- Exercise description
What number of lines in the material contain the word "water"? Give that number alone.

Segment Start: Extracted material

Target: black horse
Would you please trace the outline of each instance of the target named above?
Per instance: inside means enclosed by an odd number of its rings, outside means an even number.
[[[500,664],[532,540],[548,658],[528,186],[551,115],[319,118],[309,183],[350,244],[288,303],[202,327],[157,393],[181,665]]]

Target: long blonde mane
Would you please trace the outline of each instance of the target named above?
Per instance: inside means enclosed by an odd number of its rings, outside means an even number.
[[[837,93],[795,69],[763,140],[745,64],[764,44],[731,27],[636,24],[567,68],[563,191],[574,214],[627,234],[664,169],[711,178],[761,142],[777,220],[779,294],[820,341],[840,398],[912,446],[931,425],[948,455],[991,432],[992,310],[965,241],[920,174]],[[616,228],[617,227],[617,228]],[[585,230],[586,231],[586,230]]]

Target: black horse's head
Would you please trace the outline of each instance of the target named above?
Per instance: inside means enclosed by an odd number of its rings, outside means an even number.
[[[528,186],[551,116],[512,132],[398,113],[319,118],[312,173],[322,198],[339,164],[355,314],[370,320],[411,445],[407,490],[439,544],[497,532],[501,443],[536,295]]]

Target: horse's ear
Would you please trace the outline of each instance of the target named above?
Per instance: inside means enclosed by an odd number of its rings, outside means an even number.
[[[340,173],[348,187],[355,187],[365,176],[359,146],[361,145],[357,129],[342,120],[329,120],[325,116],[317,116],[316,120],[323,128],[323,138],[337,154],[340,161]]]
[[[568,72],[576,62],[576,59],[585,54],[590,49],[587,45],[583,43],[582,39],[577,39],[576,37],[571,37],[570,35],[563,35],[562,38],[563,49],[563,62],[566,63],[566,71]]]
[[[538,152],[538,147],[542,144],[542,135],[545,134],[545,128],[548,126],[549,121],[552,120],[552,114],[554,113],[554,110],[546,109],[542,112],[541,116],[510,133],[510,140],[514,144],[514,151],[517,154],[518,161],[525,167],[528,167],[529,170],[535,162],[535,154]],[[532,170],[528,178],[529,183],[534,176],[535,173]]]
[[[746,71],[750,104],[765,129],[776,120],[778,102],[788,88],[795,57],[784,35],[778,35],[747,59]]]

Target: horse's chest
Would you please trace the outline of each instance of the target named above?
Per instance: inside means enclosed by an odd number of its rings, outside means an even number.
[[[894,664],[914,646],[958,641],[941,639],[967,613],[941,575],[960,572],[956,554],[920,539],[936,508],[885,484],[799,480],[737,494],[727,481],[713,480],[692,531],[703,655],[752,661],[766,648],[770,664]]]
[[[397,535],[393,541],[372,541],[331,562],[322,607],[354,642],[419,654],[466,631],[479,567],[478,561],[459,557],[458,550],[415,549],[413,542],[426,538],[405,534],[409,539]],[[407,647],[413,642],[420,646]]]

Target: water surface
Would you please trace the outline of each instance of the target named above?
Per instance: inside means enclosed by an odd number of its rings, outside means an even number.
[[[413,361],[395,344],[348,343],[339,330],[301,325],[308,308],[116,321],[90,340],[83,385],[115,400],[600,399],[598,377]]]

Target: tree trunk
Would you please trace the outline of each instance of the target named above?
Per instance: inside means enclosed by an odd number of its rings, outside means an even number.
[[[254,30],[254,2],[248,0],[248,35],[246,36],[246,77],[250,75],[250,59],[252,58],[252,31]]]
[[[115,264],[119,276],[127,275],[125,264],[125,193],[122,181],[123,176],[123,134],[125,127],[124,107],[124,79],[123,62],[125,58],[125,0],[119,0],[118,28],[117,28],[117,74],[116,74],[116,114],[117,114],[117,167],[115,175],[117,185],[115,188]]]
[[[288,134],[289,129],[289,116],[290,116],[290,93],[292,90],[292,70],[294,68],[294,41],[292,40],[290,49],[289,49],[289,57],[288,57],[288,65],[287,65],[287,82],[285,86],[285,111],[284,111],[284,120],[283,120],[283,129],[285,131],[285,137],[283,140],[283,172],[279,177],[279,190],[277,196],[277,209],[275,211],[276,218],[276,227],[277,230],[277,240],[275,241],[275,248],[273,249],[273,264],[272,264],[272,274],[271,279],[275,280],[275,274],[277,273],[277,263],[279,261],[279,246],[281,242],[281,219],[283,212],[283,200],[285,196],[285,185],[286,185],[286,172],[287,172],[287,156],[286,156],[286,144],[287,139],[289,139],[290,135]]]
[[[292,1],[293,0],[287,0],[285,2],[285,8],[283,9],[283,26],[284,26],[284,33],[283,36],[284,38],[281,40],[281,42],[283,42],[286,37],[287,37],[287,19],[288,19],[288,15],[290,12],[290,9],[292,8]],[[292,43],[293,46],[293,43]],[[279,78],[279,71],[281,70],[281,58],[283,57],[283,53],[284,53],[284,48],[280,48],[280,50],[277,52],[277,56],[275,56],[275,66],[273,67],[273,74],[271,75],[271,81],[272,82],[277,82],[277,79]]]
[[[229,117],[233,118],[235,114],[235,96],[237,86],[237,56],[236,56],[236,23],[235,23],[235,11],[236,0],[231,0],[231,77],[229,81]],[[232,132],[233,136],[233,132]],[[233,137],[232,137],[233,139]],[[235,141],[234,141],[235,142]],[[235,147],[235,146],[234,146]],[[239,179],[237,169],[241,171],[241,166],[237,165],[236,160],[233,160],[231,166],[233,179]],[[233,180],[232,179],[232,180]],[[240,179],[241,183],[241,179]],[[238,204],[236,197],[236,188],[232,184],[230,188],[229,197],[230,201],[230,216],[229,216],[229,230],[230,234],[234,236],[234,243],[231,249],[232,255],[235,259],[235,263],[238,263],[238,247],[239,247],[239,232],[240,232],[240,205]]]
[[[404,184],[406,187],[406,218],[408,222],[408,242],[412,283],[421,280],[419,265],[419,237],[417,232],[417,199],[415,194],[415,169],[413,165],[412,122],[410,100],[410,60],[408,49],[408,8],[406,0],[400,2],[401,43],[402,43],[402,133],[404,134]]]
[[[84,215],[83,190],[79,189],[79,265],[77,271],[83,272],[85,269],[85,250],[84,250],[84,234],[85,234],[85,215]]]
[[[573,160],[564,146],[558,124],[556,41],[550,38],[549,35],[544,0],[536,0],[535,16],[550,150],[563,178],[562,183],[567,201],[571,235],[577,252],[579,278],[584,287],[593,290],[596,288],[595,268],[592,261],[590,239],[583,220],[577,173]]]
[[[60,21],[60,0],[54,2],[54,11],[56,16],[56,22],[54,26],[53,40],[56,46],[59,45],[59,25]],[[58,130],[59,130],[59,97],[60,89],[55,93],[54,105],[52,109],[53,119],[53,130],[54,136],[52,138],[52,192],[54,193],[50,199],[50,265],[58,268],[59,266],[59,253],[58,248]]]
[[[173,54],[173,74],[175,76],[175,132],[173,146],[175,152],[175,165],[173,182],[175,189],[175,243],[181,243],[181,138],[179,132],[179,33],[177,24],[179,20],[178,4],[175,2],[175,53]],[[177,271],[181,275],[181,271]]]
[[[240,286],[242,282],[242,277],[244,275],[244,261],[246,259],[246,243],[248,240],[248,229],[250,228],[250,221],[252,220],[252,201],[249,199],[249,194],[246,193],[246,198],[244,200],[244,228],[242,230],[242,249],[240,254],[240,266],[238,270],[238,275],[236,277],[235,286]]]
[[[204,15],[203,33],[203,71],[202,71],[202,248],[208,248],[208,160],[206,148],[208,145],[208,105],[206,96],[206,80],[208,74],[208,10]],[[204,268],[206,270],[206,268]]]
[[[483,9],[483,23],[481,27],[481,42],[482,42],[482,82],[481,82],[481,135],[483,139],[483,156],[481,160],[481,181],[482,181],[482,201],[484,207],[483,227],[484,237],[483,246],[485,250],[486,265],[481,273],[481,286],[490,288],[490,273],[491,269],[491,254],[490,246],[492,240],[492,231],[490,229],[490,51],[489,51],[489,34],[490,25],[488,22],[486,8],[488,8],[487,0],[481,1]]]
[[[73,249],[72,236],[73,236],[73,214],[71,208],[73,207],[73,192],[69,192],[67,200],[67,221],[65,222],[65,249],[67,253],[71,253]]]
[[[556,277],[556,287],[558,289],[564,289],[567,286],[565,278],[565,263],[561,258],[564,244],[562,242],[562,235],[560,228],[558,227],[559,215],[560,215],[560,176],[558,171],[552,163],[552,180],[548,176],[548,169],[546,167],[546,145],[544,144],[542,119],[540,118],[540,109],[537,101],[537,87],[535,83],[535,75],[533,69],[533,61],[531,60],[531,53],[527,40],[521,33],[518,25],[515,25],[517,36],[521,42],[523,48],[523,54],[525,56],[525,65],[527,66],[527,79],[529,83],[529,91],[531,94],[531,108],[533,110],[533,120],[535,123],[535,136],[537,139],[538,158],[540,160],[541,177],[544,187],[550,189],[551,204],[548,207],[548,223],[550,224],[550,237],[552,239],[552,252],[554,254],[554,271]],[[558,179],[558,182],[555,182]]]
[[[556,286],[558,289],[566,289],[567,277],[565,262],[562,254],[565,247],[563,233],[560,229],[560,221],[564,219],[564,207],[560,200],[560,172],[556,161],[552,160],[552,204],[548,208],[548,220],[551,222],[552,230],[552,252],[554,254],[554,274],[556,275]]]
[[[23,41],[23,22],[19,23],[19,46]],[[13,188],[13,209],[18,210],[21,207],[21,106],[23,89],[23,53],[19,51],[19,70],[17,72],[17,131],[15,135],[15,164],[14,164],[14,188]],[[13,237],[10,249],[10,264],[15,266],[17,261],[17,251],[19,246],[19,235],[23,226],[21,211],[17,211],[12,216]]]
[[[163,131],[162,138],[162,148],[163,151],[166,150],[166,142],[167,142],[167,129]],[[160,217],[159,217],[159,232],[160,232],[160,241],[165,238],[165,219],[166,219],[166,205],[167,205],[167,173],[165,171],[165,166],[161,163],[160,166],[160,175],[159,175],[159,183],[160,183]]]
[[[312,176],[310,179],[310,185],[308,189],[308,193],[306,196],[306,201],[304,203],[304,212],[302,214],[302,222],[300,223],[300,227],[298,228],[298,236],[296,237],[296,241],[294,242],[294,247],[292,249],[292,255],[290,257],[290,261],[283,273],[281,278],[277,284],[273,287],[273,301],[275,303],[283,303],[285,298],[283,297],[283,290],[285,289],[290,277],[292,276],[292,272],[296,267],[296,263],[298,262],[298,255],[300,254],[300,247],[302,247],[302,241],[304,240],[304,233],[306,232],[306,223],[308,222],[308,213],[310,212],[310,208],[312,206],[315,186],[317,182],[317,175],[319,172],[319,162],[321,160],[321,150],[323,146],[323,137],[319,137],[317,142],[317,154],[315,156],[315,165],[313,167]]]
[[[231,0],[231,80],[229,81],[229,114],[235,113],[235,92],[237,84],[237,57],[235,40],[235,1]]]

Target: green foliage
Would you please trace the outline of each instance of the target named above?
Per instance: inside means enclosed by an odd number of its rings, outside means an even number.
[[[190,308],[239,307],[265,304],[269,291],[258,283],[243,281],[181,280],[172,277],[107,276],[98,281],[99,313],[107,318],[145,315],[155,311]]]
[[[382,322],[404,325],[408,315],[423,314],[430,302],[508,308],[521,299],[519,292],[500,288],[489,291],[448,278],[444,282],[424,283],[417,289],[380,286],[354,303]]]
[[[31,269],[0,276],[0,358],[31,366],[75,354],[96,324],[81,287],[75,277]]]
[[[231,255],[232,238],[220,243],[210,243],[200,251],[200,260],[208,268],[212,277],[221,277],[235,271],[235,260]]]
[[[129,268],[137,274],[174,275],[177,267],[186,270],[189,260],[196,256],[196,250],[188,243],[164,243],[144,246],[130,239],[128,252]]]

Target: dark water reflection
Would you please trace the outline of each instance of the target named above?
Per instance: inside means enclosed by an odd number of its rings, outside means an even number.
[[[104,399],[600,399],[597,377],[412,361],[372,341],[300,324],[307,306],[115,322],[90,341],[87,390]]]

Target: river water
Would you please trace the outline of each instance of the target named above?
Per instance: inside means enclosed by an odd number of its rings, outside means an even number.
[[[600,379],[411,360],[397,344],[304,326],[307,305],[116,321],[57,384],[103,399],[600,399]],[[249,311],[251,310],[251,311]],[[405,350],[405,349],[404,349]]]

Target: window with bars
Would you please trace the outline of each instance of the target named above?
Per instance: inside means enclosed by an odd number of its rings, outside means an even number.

Segment End: Extracted material

- Exercise answer
3